Edit all of the material so that each "Query" becomes "Object", leaving every other part of the lines unchanged. Omit the pictures from your answer.

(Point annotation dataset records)
────────────────
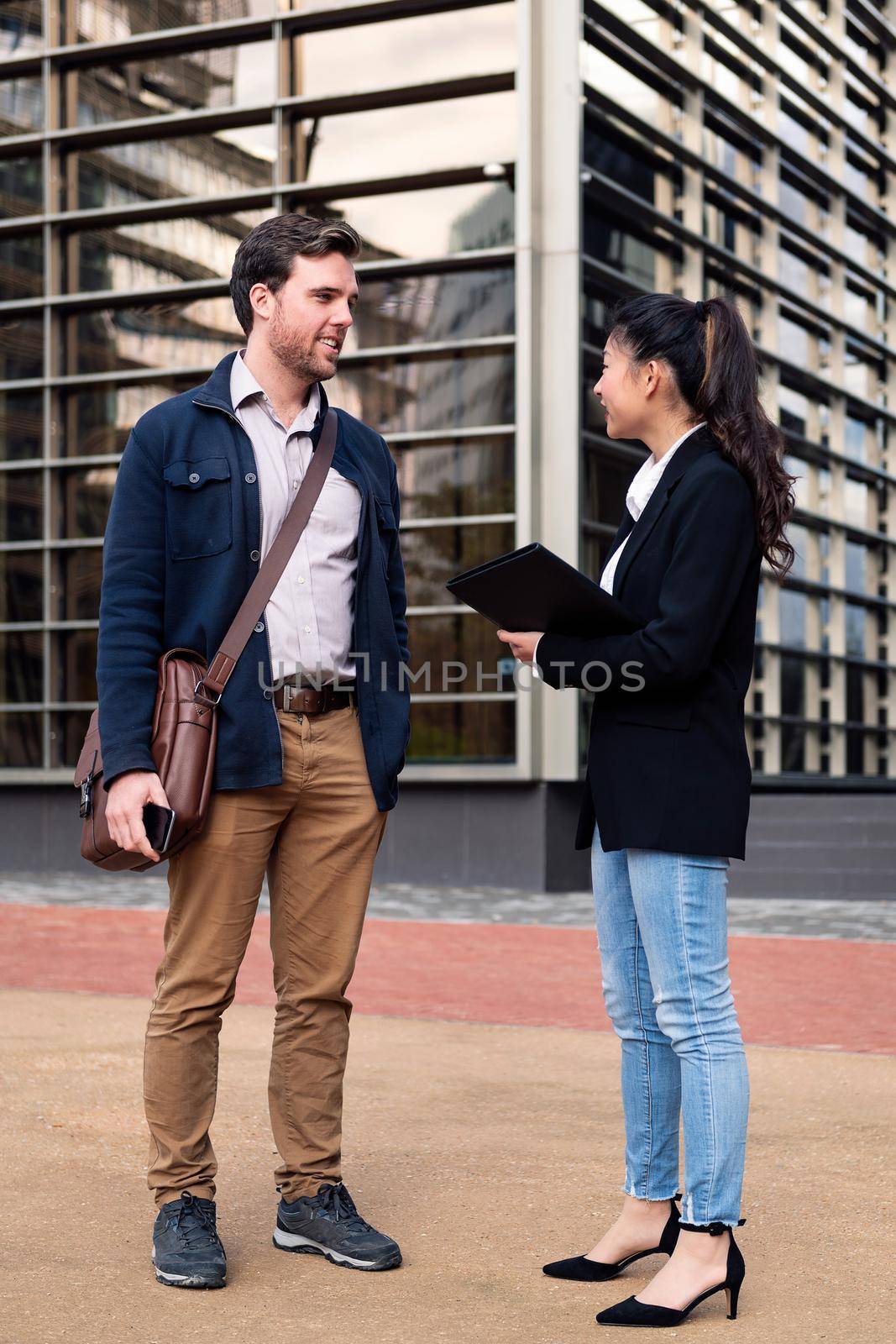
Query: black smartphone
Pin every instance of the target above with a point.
(157, 823)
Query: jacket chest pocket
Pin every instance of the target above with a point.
(658, 716)
(385, 528)
(197, 507)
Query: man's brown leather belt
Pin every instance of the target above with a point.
(308, 699)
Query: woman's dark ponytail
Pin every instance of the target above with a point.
(710, 349)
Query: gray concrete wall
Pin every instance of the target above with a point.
(520, 837)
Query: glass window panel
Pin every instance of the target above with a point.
(856, 568)
(860, 376)
(20, 347)
(794, 410)
(607, 152)
(20, 506)
(20, 741)
(794, 203)
(20, 186)
(461, 306)
(463, 732)
(856, 497)
(418, 50)
(110, 20)
(20, 266)
(168, 335)
(456, 477)
(793, 748)
(607, 241)
(20, 105)
(83, 499)
(101, 418)
(157, 252)
(434, 222)
(20, 667)
(66, 737)
(855, 631)
(799, 538)
(859, 308)
(20, 425)
(20, 27)
(793, 618)
(78, 575)
(177, 81)
(602, 73)
(20, 586)
(793, 342)
(855, 694)
(391, 141)
(793, 270)
(179, 165)
(427, 394)
(438, 643)
(793, 685)
(432, 555)
(855, 437)
(74, 665)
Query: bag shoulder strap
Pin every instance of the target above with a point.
(275, 562)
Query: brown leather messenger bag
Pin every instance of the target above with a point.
(184, 729)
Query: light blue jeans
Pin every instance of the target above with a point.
(663, 933)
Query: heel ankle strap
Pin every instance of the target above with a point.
(714, 1229)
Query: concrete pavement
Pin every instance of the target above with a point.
(485, 1149)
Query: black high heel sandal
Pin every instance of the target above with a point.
(631, 1312)
(591, 1272)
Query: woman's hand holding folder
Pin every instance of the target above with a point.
(521, 643)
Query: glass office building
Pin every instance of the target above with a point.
(512, 168)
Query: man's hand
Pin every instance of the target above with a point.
(521, 643)
(125, 810)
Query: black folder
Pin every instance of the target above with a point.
(532, 589)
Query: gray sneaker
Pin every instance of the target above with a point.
(187, 1250)
(329, 1225)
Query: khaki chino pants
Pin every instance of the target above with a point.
(317, 835)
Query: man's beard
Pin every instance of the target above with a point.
(289, 349)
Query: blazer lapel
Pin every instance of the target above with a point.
(692, 449)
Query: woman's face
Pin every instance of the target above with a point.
(621, 393)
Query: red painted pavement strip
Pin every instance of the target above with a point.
(809, 992)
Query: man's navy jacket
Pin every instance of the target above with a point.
(177, 561)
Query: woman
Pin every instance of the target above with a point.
(668, 793)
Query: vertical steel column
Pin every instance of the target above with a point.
(555, 265)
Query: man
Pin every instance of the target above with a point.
(301, 790)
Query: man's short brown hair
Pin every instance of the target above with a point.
(266, 255)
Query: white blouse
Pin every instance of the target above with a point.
(644, 483)
(642, 487)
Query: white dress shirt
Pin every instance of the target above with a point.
(644, 483)
(309, 613)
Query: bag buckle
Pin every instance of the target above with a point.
(206, 694)
(86, 790)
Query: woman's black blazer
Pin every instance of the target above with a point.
(668, 764)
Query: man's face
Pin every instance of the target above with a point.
(305, 323)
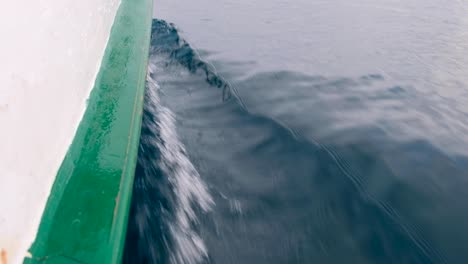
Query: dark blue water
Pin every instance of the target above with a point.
(304, 132)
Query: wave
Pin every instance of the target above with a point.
(165, 39)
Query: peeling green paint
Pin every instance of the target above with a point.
(85, 218)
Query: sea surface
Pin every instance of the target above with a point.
(304, 131)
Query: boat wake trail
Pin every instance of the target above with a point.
(167, 194)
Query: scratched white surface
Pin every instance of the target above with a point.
(50, 52)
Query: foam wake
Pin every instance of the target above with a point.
(168, 192)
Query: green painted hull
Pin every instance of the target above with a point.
(86, 215)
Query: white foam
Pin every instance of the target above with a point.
(190, 190)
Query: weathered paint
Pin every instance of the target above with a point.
(50, 53)
(86, 215)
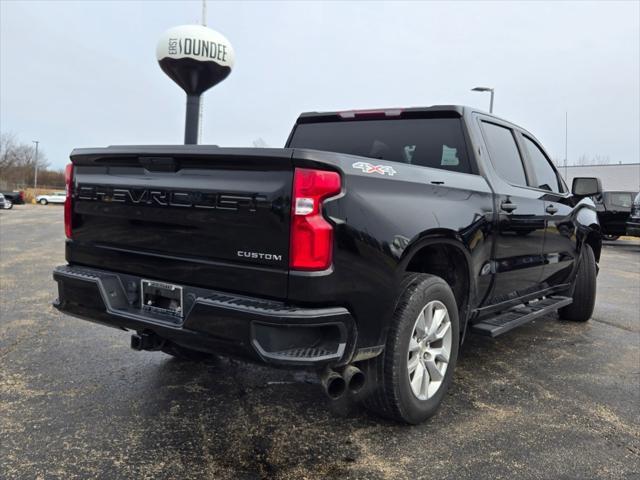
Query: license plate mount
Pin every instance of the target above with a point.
(161, 297)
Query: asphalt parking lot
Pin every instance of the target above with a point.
(549, 400)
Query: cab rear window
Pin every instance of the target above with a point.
(428, 142)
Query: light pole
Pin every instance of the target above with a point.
(485, 89)
(35, 176)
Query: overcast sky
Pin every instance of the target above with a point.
(84, 74)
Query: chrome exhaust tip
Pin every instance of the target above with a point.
(354, 378)
(333, 384)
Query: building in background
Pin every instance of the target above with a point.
(620, 177)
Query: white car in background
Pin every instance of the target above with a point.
(55, 197)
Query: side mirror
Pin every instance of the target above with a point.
(586, 186)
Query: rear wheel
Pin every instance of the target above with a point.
(187, 354)
(584, 289)
(414, 371)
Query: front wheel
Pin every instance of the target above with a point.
(413, 373)
(584, 289)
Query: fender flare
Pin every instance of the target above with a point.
(443, 237)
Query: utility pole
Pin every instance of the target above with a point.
(203, 20)
(35, 177)
(566, 134)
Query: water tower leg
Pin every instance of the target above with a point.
(191, 127)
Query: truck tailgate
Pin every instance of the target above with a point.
(204, 216)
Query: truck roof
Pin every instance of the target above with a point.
(455, 111)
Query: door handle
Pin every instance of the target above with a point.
(508, 206)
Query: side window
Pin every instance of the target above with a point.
(547, 179)
(504, 153)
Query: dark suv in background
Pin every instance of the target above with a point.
(613, 211)
(633, 223)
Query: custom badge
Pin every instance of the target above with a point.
(367, 167)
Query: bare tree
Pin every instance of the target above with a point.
(18, 161)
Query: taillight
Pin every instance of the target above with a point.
(311, 234)
(68, 202)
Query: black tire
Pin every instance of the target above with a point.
(584, 289)
(186, 354)
(391, 395)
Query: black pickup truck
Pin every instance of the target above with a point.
(367, 248)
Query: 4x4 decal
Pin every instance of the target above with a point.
(367, 167)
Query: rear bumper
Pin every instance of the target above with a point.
(214, 321)
(633, 228)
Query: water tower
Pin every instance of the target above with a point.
(196, 58)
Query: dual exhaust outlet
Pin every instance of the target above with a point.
(336, 383)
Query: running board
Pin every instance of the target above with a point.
(519, 315)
────────────────
▶ The reply
Object: black smartphone
Pin every instance of the target above with a point.
(157, 823)
Object: jacket chest pocket
Pin every instance of the target above with a point.
(658, 716)
(385, 528)
(197, 507)
Object: man's brown leather belt
Pin every instance of the target above with a point.
(308, 699)
Object: woman's dark ponytail
Pin every instance of the target above with a point.
(710, 349)
Object: gray concrete wall
Pin every instance of the target above with a point.
(520, 837)
Object: glass window panel
Pin every instance of the target above with a point.
(856, 568)
(860, 376)
(20, 347)
(794, 410)
(607, 152)
(20, 506)
(20, 741)
(794, 203)
(20, 186)
(461, 306)
(463, 732)
(856, 497)
(418, 50)
(110, 20)
(20, 266)
(168, 335)
(456, 477)
(793, 748)
(607, 241)
(20, 105)
(83, 499)
(101, 418)
(157, 252)
(434, 222)
(20, 667)
(66, 737)
(855, 631)
(799, 538)
(859, 308)
(20, 425)
(20, 27)
(793, 618)
(78, 575)
(177, 81)
(602, 73)
(20, 586)
(793, 342)
(855, 694)
(391, 141)
(793, 270)
(179, 165)
(427, 394)
(438, 643)
(793, 685)
(432, 555)
(855, 437)
(74, 665)
Object: bag shoulder strap
Pin every instance of the target above with a point.
(275, 562)
Object: brown leather messenger bag
Pin every instance of the target above with a point.
(184, 729)
Object: light blue jeans
Pin every instance of the target above with a point.
(663, 933)
Object: heel ankle strap
Pin every instance of the target above with a point.
(714, 1229)
Object: concrete pavement
Pin every instance of the target above with a point.
(485, 1149)
Object: black high heel sandal
Pin every instance of the target above with a point.
(631, 1312)
(591, 1272)
Object: woman's hand holding folder
Pin every instance of the target above with a point.
(521, 643)
Object: glass office building
Pin every instance of the target above with a point.
(512, 168)
Object: man's hand
Pin every instance of the target above with a point.
(521, 643)
(125, 810)
Object: black folder
Pin every instance of the target above with a point.
(532, 589)
Object: gray sneaker
Pin every instance of the target above with a point.
(187, 1250)
(329, 1225)
Object: khaki chino pants
Pin every instance of the target above with a point.
(317, 835)
Object: man's beard
Pin every instance of the target above with a point.
(289, 349)
Object: blazer lapel
Pin every instance of the target above with a point.
(692, 449)
Object: woman's face
Pin every instance of the target above with a point.
(621, 393)
Object: red painted pavement strip
Pin every instance of the target above with a point.
(809, 992)
Object: man's navy jacket
Pin every instance of the target above with a point.
(177, 561)
Object: woman
Pin every instance of the target above with a point.
(668, 793)
Object: vertical steel column
Pin every instance of the target above with a point.
(555, 265)
Object: man
Pin every instance of the target above with a point.
(301, 790)
Object: man's short brown hair
Pin every instance of the target above with a point.
(266, 255)
Object: white blouse
Pin every instance of the target above with a point.
(644, 483)
(642, 487)
Object: white dress shirt
Pin every instance of the target above with a point.
(644, 483)
(309, 613)
Object: bag buckle
Pin every instance of the target above with a point.
(206, 694)
(86, 790)
Object: woman's black blazer
Pin every instance of the target above with a point.
(668, 764)
Object: man's face
Pin every instance of the target above with a point.
(305, 323)
Object: dark blue water
Pin every instance of the target above with a point.
(304, 132)
Object: wave
Pin every instance of the target above with a point.
(165, 39)
Object: peeling green paint
Pin every instance of the target above with a point.
(85, 218)
Object: sea surface
Pin every instance of the target above with a point.
(304, 131)
Object: boat wake trail
Pin every instance of the target above with a point.
(167, 194)
Object: scratched white surface
Pin every instance of the target above with a point.
(50, 52)
Object: foam wake
Pin every instance of the target above with a point.
(168, 192)
Object: green painted hull
Pin every instance of the target above with a point.
(86, 215)
Object: white foam
Pin every instance of the target above with a point.
(190, 190)
Object: weathered paint
Pin every instance of the target above with a point.
(50, 53)
(86, 215)
Object: license plate mount
Pin every instance of the target above with a point.
(161, 297)
Object: asphalt parking lot
Pin every instance of the target above with a point.
(549, 400)
Object: cab rear window
Pin every instance of the target above with a point.
(428, 142)
Object: light pole
Pin every instance of the target above with a point.
(485, 89)
(35, 176)
Object: overcast sky
Pin every instance of the target above with a point.
(84, 74)
Object: chrome exhaust tip
Pin every instance of the target above with a point.
(354, 378)
(333, 384)
Object: building in background
Pin every instance of the target above with a point.
(620, 177)
Object: white car in background
Pin every instance of the target above with a point.
(55, 197)
Object: side mirror
Pin every instance of the target above with a point.
(586, 186)
Object: rear wheel
Pin every instance of the target above with a point.
(187, 354)
(584, 289)
(414, 371)
Object: front wheel
Pin every instance of the target above with a point.
(413, 373)
(584, 289)
Object: fender flare
Pin every instance of the target above with a point.
(443, 237)
Object: utility pole
Pin every instance of the target above with a point.
(203, 20)
(35, 177)
(566, 134)
Object: water tower leg
Pin every instance of the target above with a point.
(191, 127)
Object: truck tailgate
Pin every instance of the target above with a point.
(204, 216)
Object: truck roof
Pin every instance of the target above with a point.
(455, 111)
Object: door handle
Pin every instance of the target above with a point.
(508, 206)
Object: side window
Pin every instance of the target above with a point.
(547, 179)
(504, 153)
Object: dark suv in background
Pin every instance of the target above with a point.
(613, 211)
(633, 223)
Object: custom badge
Pin every instance of the target above with a point.
(367, 167)
Object: bare tree
Pin every instance of the target above with a point.
(18, 161)
Object: taillight
Pin every instance of the target above with a point.
(311, 234)
(68, 202)
Object: black tire
Pin every instance of the target above with a point.
(584, 289)
(186, 354)
(391, 395)
Object: black pickup truck
Pin every instance of the target above with a point.
(367, 248)
Object: 4x4 decal
Pin every instance of the target above with a point.
(367, 167)
Object: rear bumper
Pin every instance of the target above with a point.
(214, 321)
(633, 228)
Object: water tower
Pin every instance of the target above with a point.
(196, 58)
Object: dual exhaust outlet
Pin every instance of the target above with a point.
(336, 383)
Object: running board
Pin every instance of the target above with a point.
(519, 315)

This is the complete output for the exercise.